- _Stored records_
◇ ◇ ◇ ◇ ◇ ◇ ◇

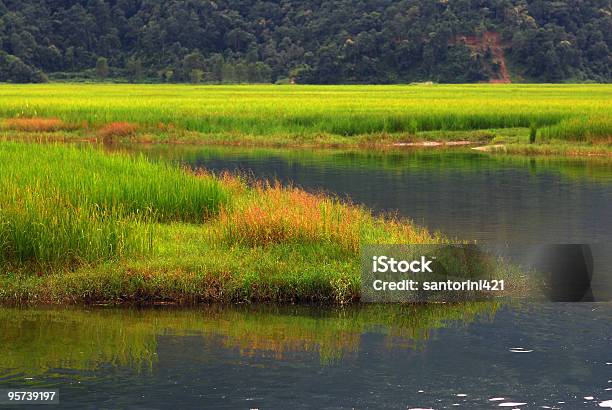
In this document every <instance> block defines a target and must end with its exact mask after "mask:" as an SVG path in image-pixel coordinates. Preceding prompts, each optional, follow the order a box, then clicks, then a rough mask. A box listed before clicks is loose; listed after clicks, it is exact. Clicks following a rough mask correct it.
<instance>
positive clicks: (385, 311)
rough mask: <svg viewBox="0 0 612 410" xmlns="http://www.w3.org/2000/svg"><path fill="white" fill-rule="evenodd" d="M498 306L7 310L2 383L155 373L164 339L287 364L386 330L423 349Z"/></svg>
mask: <svg viewBox="0 0 612 410" xmlns="http://www.w3.org/2000/svg"><path fill="white" fill-rule="evenodd" d="M497 307H498V305H497V304H494V303H485V302H482V303H464V304H456V305H441V304H438V305H433V304H432V305H423V306H382V305H368V306H364V307H358V308H357V307H356V308H350V309H341V310H338V309H325V310H322V309H320V308H314V307H312V308H311V307H270V306H258V307H242V308H240V307H220V306H207V307H203V308H201V309H197V310H190V309H188V310H186V309H168V308H165V309H164V308H159V309H145V310H135V309H92V310H83V309H78V308H65V309H38V308H37V309H34V308H30V309H13V308H0V323H2V328H3V331H2V333H0V378H1V377H5V376H6V374H25V375H38V374H44V373H45V372H48V371H50V370H52V369H73V370H80V371H84V370H95V369H97V368H98V367H100V366H103V365H111V366H128V367H132V368H134V369H138V370H145V369H151V368H152V366H153V365H154V364H155V363H156V360H157V356H156V355H157V341H158V338H159V337H161V336H169V335H173V336H187V335H189V336H199V337H201V338H202V344H203V346H209V347H210V346H215V347H217V348H225V349H237V350H238V352H239V354H240V355H242V356H261V357H271V358H276V359H282V358H284V357H285V356H286V355H287V354H294V353H299V352H306V353H312V354H315V355H318V356H319V358H320V361H321V362H322V363H332V362H334V361H337V360H339V359H341V358H343V357H345V356H347V355H350V354H352V353H355V352H357V351H358V349H359V343H360V337H361V335H362V334H363V333H365V332H368V331H374V330H377V329H378V330H379V331H383V332H384V333H385V334H386V337H387V338H388V345H389V346H396V347H401V348H411V349H418V348H419V346H421V345H422V343H424V342H425V341H426V340H428V339H429V337H430V335H431V332H432V331H433V330H435V329H439V328H442V327H444V326H448V325H451V324H452V323H453V322H470V321H473V320H475V319H476V318H477V317H480V318H492V317H493V315H494V313H495V311H496V309H497Z"/></svg>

◇ ◇ ◇ ◇ ◇ ◇ ◇

- _Work task_
Reproduce the entries word for word, from the start of the entries through the line that contains "rough mask: <svg". Leave the pictures out of your answer.

- _Reply_
In this document every <instance> block defines a target and must end with its exact mask after "mask:" as an SVG path in image-pixel coordinates. Preceding prompts, each optional, follow the order a box, then clicks, then a rough mask. A box listed before clicks is loose; listed after clicks, it is exact. Clicks following a rough mask correct it.
<instance>
positive clicks: (385, 311)
rough mask: <svg viewBox="0 0 612 410" xmlns="http://www.w3.org/2000/svg"><path fill="white" fill-rule="evenodd" d="M498 306L7 310L2 383L155 373L164 339L287 364L386 330L423 349Z"/></svg>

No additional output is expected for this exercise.